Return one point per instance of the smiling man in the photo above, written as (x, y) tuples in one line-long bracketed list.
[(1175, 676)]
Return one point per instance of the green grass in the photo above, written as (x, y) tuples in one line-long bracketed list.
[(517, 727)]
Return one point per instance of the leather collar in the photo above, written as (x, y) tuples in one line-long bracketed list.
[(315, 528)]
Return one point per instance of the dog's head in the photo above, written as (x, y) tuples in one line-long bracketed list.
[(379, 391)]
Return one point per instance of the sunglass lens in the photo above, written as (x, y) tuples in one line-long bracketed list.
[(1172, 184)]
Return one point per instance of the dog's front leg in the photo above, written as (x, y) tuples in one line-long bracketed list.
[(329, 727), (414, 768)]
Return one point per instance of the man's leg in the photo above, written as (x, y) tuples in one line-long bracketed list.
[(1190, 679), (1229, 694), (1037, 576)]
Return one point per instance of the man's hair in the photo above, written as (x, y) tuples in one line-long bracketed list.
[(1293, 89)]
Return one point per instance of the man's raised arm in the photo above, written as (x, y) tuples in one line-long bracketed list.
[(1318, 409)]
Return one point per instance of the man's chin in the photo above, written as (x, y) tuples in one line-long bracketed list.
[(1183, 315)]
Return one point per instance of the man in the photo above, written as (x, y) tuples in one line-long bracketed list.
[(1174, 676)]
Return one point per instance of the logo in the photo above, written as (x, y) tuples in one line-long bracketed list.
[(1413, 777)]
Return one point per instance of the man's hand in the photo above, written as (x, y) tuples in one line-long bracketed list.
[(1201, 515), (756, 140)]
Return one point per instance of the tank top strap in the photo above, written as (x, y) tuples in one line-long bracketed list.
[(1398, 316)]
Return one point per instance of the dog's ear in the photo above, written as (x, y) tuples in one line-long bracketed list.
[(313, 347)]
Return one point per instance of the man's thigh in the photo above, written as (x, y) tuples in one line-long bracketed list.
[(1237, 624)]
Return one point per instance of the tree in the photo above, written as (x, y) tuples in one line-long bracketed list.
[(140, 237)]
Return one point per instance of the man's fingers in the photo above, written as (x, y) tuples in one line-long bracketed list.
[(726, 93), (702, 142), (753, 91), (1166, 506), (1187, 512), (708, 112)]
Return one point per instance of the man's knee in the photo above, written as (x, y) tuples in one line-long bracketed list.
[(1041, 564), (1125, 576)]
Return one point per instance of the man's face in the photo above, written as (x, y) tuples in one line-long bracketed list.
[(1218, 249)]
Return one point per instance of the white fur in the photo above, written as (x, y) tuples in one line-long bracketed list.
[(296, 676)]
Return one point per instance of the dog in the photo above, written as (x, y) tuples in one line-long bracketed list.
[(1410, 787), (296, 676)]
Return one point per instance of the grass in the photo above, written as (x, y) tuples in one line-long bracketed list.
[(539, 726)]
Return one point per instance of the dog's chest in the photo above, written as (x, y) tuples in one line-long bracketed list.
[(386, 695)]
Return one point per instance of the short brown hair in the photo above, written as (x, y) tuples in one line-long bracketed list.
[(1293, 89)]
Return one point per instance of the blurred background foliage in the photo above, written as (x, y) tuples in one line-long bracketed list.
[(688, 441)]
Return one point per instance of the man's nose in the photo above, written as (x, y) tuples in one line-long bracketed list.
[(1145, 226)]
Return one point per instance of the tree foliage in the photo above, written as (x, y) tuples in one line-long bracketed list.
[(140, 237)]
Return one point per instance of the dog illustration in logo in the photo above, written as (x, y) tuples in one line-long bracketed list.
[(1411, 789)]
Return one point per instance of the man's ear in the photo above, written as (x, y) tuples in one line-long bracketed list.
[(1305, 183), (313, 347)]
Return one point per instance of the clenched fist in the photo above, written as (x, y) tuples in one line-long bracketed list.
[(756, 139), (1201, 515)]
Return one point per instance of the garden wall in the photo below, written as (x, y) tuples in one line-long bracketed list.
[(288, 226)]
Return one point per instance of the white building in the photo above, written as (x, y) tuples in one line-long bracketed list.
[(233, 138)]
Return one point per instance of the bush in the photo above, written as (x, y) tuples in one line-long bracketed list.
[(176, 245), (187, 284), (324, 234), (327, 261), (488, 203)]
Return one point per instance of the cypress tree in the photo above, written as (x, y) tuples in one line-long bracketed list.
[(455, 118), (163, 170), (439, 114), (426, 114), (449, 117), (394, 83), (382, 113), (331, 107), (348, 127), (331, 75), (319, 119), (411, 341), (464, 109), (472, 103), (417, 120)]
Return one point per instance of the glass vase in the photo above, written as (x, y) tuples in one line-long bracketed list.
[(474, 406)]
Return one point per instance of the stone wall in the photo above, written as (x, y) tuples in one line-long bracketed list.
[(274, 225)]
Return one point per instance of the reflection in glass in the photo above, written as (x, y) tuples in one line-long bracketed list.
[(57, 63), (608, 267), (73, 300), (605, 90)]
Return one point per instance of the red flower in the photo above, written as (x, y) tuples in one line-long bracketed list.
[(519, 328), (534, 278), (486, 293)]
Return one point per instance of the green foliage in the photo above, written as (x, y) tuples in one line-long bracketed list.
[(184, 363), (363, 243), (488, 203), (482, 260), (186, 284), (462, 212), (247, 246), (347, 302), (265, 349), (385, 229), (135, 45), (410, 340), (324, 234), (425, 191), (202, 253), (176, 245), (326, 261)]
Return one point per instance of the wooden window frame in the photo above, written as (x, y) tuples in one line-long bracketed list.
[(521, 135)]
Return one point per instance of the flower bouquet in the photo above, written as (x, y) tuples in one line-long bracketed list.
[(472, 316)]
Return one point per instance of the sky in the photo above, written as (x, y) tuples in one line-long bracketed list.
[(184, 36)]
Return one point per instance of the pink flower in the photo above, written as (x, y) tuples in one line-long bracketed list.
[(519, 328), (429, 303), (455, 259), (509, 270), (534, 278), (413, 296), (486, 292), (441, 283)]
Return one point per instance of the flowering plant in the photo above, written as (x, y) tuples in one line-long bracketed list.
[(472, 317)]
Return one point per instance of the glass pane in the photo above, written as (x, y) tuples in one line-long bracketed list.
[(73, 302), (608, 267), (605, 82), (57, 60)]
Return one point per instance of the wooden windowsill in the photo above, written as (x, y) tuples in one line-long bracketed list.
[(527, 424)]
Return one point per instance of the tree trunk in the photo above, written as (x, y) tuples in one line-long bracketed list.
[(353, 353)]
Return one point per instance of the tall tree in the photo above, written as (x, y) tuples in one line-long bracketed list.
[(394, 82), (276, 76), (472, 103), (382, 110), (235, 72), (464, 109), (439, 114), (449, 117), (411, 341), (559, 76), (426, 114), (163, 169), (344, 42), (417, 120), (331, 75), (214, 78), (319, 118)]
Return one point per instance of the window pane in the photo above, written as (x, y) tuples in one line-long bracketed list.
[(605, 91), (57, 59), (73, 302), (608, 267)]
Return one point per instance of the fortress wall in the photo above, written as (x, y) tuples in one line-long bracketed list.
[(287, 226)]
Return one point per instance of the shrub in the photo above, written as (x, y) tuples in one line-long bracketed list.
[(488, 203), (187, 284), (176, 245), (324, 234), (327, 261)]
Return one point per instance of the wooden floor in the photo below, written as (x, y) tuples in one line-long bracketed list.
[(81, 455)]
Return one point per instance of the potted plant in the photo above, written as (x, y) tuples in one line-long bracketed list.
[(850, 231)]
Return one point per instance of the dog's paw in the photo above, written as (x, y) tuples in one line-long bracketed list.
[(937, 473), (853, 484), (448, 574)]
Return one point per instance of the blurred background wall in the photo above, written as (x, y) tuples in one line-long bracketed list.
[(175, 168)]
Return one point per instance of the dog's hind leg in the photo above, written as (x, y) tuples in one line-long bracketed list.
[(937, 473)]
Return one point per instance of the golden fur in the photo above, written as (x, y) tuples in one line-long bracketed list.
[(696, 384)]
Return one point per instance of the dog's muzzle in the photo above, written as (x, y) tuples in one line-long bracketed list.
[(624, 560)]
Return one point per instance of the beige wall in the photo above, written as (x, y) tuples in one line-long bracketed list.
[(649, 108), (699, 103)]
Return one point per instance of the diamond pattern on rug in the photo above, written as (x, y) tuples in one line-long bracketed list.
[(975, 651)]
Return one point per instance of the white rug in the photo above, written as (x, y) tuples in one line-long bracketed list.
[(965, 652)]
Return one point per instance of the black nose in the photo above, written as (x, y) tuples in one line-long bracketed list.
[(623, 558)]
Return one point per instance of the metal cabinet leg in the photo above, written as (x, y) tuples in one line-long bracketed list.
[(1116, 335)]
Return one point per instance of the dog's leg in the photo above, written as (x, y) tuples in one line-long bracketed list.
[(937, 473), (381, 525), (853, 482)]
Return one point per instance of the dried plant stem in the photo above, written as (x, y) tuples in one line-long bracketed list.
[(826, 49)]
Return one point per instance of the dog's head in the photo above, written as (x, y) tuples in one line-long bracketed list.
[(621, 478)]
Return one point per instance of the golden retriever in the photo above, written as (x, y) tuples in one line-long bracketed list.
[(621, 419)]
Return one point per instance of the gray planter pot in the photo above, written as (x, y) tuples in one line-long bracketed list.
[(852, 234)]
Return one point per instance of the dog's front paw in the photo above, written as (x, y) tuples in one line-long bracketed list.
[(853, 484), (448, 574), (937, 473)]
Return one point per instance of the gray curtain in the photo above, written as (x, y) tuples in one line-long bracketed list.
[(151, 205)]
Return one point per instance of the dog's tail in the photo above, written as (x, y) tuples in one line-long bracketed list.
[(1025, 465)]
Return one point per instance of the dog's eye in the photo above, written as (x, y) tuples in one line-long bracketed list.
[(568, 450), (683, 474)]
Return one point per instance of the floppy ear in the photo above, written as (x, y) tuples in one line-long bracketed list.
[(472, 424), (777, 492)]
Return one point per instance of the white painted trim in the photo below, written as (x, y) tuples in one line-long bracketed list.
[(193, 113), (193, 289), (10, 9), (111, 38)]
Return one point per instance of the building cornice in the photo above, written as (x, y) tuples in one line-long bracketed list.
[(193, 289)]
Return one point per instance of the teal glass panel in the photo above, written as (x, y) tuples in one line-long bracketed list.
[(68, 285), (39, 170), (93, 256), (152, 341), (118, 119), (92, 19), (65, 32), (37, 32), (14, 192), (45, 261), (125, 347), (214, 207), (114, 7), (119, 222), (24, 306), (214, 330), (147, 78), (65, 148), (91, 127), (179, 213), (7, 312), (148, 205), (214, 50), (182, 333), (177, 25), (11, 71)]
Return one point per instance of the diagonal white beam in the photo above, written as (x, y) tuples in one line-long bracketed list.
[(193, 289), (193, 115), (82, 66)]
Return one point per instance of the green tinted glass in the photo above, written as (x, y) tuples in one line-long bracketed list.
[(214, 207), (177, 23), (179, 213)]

========================================

• [Work order]
Beginning at the line that holds "Return one point per instance of the building", reproduce the lines exactly up to and including the final line of the entries.

• [Response to the task]
Return one point per instance of the building cornice in the photo above, written as (x, y) tuples in one line-long bracketed list.
[(193, 289)]
Return one point per instance of the teal glass panel in the photo above, written as (x, y) tuples in one line-long bracketed list.
[(68, 285), (39, 170), (93, 256), (152, 341), (118, 119), (92, 19), (65, 32), (37, 32), (14, 192), (45, 261), (125, 347), (214, 207), (114, 7), (119, 222), (24, 306), (214, 330), (147, 78), (65, 148), (91, 127), (179, 213), (7, 312), (148, 205), (214, 50), (182, 333), (177, 25), (11, 71)]
Return one point per instance of the diagonal white beam in the photo above, written as (x, y) tuples in one line-long bracketed list.
[(193, 289), (193, 115), (82, 66)]
Return one point per instance of the green tinted glass in the photo above, written as (x, y) tuples in one line-long bracketed list.
[(214, 207), (177, 23), (179, 213)]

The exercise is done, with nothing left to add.